Newspaper in Ottoman Empire and Turkey (1862–1925)

Tasvîr-i Efkâr (تسویر افکار, lit. Herald of Ideas) was a long term Ottoman Turkish newspaper which existed between 1862 and 1925 with some interruptions. The paper was one of the early privately owned publications in the Ottoman Empire. It is known for its founder İbrahim Şinasi and for its leading editors, including Namık Kemal and Yunus Nadi.

==History and profile==
===First period (1862–1868)===
Tasvîr-i Efkâr was first published on 27 June 1862 although its license was granted on 14 May 1861. The paper came out twice per week. Its founder and chief editor was İbrahim Şinasi. In the first issue he declared the goal of the paper as expressing the voice of the public. Soon after its start Tasvîr-i Efkâr enjoyed higher levels of circulation. Şinasi edited the paper until 30 January 1865 when he left the Empire for Europe. During his editorship Tasvîr-i Efkâr featured fewer news reports on the activities of the upper classes and the travels of Sultan Abdülaziz. Instead, it focused on news reports related to the public, such as fires, taxes, crop production, commercial and educational activities. During the same period, Tasvîr-i Efkâr featured numerous poems by Şinasi who also published the Turkish translations of French poems.

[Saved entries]
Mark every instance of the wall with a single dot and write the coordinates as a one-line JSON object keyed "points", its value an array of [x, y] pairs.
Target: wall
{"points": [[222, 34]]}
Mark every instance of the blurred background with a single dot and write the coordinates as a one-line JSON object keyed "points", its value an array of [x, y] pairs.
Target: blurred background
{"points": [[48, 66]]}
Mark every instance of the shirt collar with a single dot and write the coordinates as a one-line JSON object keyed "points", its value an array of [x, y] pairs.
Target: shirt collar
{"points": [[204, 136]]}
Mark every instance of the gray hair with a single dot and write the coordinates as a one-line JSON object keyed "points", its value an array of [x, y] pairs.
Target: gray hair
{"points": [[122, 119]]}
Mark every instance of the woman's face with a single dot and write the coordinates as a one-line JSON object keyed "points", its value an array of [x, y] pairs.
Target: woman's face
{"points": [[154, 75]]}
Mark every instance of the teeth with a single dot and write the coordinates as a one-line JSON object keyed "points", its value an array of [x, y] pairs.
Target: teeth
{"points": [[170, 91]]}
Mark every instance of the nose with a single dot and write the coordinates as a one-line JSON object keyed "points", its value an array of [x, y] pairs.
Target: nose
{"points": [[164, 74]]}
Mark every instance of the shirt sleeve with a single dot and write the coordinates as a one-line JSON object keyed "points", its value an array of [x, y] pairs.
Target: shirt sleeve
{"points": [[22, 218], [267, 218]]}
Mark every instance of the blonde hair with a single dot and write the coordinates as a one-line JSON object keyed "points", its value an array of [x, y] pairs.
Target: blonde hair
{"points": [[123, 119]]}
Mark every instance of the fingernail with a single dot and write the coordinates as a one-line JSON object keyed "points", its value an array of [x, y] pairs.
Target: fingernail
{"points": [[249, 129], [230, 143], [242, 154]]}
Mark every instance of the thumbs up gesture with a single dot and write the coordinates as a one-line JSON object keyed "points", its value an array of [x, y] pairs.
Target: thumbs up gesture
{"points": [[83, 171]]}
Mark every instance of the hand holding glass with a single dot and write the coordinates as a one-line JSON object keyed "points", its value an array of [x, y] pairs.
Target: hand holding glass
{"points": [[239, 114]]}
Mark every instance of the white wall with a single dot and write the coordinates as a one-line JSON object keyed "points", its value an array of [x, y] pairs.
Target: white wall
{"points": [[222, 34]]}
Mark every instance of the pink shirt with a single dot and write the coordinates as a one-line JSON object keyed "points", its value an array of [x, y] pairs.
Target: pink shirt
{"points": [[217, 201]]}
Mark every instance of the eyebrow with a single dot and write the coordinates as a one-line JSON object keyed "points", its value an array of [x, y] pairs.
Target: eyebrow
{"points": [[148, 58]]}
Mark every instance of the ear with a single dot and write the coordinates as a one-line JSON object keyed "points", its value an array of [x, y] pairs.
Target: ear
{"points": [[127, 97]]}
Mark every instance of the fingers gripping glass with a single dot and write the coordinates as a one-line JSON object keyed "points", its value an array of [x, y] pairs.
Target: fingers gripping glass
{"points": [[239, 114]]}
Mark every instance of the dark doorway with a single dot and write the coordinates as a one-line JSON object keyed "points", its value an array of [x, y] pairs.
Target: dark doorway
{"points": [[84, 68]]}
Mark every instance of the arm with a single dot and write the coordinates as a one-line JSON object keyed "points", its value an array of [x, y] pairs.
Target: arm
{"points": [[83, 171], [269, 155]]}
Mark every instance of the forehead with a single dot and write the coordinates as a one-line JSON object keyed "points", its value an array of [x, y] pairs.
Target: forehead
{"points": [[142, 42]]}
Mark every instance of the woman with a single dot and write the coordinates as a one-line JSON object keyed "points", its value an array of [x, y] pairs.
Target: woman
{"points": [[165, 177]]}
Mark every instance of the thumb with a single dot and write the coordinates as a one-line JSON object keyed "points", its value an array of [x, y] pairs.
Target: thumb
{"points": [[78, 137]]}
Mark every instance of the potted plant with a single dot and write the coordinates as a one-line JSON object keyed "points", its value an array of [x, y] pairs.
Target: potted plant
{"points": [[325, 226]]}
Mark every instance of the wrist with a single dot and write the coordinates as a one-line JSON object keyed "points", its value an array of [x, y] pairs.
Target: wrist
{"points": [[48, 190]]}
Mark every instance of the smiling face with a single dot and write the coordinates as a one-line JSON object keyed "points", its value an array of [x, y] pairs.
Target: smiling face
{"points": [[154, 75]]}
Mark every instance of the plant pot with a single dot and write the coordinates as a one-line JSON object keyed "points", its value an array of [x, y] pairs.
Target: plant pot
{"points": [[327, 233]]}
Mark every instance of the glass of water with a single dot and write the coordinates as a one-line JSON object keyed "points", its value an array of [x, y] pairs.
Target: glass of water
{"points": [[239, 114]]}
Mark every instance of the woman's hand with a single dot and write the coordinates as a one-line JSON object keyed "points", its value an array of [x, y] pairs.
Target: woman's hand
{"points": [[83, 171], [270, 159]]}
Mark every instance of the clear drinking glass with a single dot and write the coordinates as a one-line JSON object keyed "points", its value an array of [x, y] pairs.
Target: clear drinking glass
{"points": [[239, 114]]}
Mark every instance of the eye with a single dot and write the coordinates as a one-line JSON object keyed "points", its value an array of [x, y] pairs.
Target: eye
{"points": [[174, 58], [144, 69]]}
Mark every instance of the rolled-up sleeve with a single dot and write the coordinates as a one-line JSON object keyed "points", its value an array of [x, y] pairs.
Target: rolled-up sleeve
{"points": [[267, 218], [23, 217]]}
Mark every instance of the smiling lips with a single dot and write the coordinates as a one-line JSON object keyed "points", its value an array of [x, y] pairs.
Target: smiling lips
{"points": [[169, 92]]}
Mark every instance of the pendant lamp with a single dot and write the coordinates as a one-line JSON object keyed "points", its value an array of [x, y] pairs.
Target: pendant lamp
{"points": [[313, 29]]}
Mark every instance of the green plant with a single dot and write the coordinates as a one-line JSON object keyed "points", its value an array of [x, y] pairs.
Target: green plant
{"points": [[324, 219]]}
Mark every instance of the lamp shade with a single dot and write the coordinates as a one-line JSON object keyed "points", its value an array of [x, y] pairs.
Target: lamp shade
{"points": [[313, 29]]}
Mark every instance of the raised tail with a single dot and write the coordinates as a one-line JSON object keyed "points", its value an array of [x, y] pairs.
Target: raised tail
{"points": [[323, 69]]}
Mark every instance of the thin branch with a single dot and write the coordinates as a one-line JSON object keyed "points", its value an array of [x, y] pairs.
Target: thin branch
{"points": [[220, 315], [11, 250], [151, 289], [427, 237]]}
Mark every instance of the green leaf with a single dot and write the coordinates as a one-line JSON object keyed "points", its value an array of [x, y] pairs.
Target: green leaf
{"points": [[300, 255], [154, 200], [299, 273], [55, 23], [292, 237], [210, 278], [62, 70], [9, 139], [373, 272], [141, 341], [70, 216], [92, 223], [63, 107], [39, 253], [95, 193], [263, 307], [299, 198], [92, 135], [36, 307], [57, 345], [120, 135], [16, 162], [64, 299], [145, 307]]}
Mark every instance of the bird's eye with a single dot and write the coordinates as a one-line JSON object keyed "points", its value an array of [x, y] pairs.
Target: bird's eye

→ Problems to work on:
1. List every person named in the Tasvîr-i Efkâr text.
2. Echo the Tasvîr-i Efkâr text, starting at "Tasvîr-i Efkâr (تسویر" and ending at "and Yunus Nadi.".
The listing comes from a separate source.

→ Outputs in order:
1. İbrahim Şinasi, Namık Kemal, Yunus Nadi, Sultan Abdülaziz

2.
Tasvîr-i Efkâr (تسویر افکار, lit. Herald of Ideas) was a long term Ottoman Turkish newspaper which existed between 1862 and 1925 with some interruptions. The paper was one of the early privately owned publications in the Ottoman Empire. It is known for its founder İbrahim Şinasi and for its leading editors, including Namık Kemal and Yunus Nadi.